(begin)

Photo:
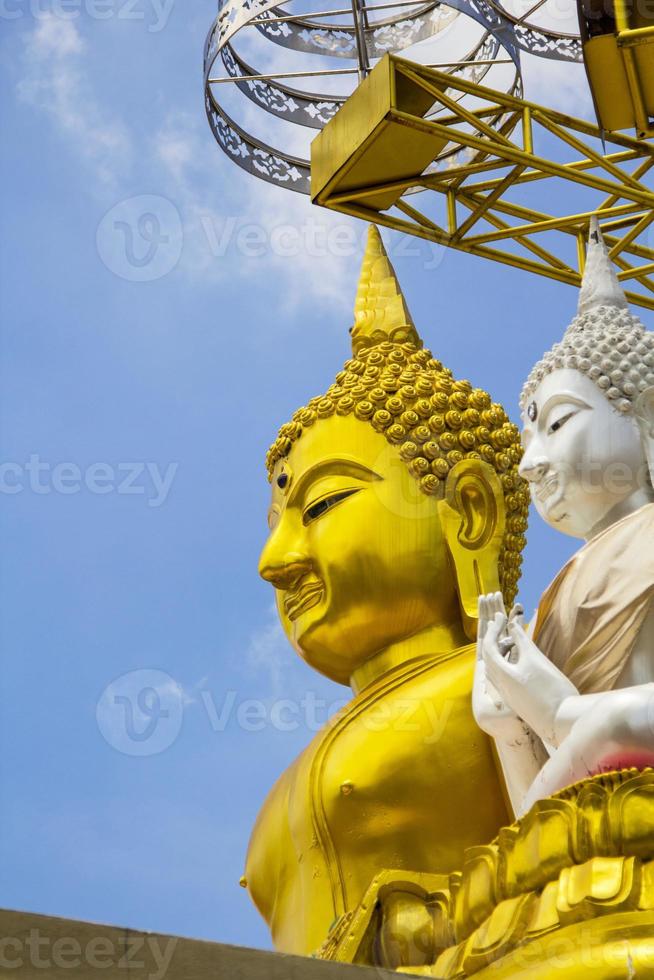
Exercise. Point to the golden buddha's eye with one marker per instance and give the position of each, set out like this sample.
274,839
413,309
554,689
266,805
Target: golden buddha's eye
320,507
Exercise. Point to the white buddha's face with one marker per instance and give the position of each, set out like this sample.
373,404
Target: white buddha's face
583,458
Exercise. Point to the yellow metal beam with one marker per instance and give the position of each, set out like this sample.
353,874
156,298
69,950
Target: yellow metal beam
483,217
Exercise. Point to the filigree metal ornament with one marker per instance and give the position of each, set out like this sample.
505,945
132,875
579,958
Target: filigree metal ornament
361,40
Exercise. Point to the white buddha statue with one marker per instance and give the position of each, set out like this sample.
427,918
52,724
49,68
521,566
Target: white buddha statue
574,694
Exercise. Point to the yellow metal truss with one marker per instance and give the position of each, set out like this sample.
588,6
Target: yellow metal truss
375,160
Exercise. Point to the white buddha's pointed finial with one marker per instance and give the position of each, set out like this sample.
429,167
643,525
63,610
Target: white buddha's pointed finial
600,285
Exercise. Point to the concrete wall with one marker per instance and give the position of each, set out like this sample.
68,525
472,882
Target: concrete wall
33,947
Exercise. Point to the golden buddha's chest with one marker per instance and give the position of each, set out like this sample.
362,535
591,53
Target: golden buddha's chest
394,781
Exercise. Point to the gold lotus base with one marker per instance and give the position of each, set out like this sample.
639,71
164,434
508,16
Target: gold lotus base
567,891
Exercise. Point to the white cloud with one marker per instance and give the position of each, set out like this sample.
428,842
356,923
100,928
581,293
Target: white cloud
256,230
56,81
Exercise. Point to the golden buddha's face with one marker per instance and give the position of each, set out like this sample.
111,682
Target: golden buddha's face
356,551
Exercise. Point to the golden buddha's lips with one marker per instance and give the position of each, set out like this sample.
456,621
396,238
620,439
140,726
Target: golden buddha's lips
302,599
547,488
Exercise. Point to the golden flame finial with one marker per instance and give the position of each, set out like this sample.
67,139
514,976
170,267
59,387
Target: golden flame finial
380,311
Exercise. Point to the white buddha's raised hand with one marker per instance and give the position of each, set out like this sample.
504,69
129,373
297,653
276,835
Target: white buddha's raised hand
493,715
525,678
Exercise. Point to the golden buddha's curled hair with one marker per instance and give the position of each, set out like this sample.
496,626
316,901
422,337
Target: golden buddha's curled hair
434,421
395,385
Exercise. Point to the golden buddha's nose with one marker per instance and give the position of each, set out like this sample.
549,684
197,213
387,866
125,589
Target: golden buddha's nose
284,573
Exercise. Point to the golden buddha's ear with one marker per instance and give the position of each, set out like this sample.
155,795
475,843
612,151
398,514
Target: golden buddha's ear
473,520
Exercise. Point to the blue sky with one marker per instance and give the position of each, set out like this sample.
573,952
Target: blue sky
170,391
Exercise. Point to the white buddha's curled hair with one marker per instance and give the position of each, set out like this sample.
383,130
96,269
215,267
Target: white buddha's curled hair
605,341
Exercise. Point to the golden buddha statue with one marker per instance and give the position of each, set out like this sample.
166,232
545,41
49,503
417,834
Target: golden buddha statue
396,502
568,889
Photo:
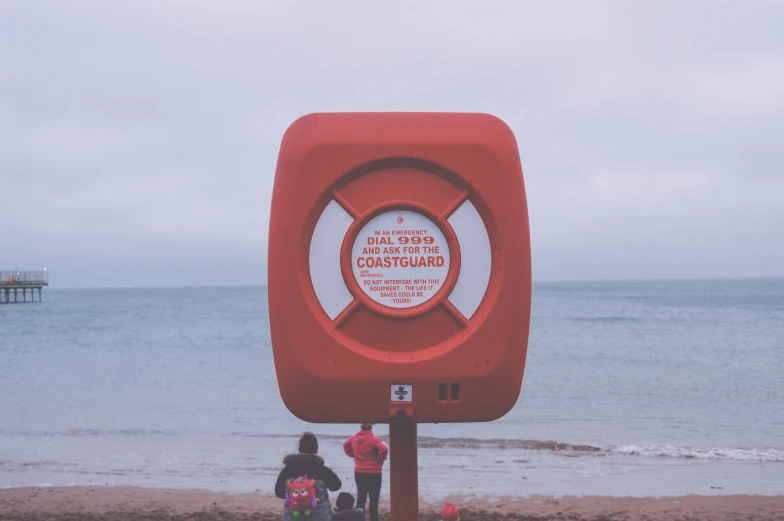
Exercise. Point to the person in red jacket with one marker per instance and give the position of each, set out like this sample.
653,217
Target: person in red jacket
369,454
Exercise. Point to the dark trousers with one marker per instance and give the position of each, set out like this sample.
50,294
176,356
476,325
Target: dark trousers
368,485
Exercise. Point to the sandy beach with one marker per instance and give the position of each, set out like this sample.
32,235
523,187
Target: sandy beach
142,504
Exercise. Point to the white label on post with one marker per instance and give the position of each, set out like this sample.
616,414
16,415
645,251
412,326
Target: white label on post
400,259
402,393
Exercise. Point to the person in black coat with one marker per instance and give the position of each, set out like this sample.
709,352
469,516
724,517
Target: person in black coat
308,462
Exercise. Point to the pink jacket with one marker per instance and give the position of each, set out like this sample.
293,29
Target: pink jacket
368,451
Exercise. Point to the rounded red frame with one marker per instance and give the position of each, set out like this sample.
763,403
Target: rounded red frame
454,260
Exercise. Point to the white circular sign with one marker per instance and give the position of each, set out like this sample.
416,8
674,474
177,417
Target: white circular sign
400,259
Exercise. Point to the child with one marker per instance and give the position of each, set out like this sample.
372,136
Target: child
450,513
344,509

(end)

Task prompt: Reproduce all of the material exactly, apart from the pictures.

The completed task:
Photo:
Exercise. Point to the golden buddha's eye with one marker per instance and give the position of each, set out like this sample.
274,839
413,309
554,689
266,805
Target: golden buddha's eye
320,507
Exercise. Point to the white buddha's face with one marker per instance and give the position of each, set out like this sample.
373,404
Target: white buddha's face
583,458
Exercise. Point to the yellow metal beam with one marker per instance and give the position of each, set out like this sample.
353,874
156,298
69,950
Target: yellow metal beam
483,217
Exercise. Point to the filigree metal ornament with one marker per instance and give the position of each, set out like this sample.
505,945
132,875
579,958
Target: filigree metal ornament
361,40
Exercise. Point to the white buddha statue with one marker per instance and give the position of each, set out like this sample.
427,918
52,724
49,68
521,566
Target: white buddha statue
574,694
Exercise. Point to the yellow metal truss with one marker per instance and give the position of each, set out like this sample.
588,6
Target: yellow metal truss
375,160
Exercise. Point to the white buddha's pointed finial with one marker per instance and give the position of each, set out like this sample.
429,167
643,525
63,610
Target: white buddha's pointed finial
600,285
Exercise. Point to the concrete wall with one marker per instance and give the position of each, set out like this sample.
68,525
472,882
Target: concrete wall
33,947
Exercise. Point to the golden buddha's chest with one marker per instance and give the position of each, set out like this sample.
362,535
591,53
Target: golden buddha's chest
394,781
Exercise. Point to the gold lotus base with one marker per instance and give the position of each, set out like this sample.
639,71
164,434
508,16
Target: gold lotus base
567,891
Exercise. Point to the white cloud with one marker per instance and give the position of each, set out like this sample.
428,842
356,923
100,928
581,293
Target: white cloud
256,230
56,81
Exercise. Point to the golden buddha's face with one marker per instance and give the position of each, set out like this sample.
111,682
Target: golden buddha's face
356,551
Exercise. Point to the golden buddha's lips with one marker per instance and give the position of each, set out like this sample.
456,621
396,238
620,439
140,726
Target: golden buddha's lips
302,599
547,488
Exercise. Point to the golden flame finial with one marker per instance and give the position of each, set out like this sample.
67,139
514,976
170,267
59,387
Target: golden flame finial
380,311
Exercise. Point to the white buddha's raised hand with one marker per instance and give the position of each, set out like this sample.
504,69
129,373
297,653
276,835
Target: white buddha's raised hand
493,715
525,678
Exercise. Point to the golden buddha's curled hair with one marker per instance and give the position of each, set out like this sample.
496,626
316,901
422,337
Target: golden buddha's curled hair
434,421
395,385
Exercise. Point to the golden buddha's nose with one marker per instance and give the position of each, set out like this sample.
549,684
197,213
387,866
125,589
Target: golden buddha's nose
284,573
Exercise. Point to the golden buddha's ear with one marker per instance and give the position of each, set out like this sample.
155,795
475,843
612,151
398,514
Target: golden buddha's ear
473,520
Exercise. Point to the blue sky with one marker per instance and give the position of each, set out like this sample.
573,952
Target: blue sky
170,391
Exercise. Point to the white buddha's curled hair with one marker per instance and give the position of each, set out like this sample.
383,130
96,269
215,267
Target: white buddha's curled hair
605,341
Exercise. Point to the golden buddha statue with one marker per instance and give the position of each, set out like this sample.
166,232
545,41
49,503
417,834
Target: golden buddha statue
396,502
568,889
Photo:
Exercise. Point to the person in red jacket with one marker per instance and give the position of each, set out like this sample.
653,217
Target: person in red jacket
369,454
Exercise. Point to the dark trousers with one marker per instance and give the position of each, set out like this sample.
50,294
176,356
476,325
Target: dark trousers
368,485
Exercise. Point to the sandy beach with one marker per instance and give the position of each, set out like this sample.
32,235
523,187
Target: sandy beach
142,504
Exercise. Point to the white label on post with one marker per instance and give the position of each, set out like this sample.
616,414
16,415
645,251
412,326
Target: white label on post
400,259
402,393
Exercise. Point to the person in black coat with one marker per instance and give the position of each, set out like this sample.
709,352
469,516
724,517
Target: person in black coat
308,462
Exercise. Point to the pink jacket with one marker per instance and give the position of each, set out like this sample.
293,29
Target: pink jacket
368,451
Exercise. Point to the rounded red frame with one marker per instance and give the position of each, set out like this sample.
763,403
Target: rounded red frame
454,260
Exercise. Point to the white circular sign with one marker per instance and give the position of each, set out like this sample.
416,8
674,474
177,417
Target: white circular sign
400,259
Exercise. Point to the child with one marker per instance and give the position of each, set out like this sample.
372,136
Target: child
450,513
344,509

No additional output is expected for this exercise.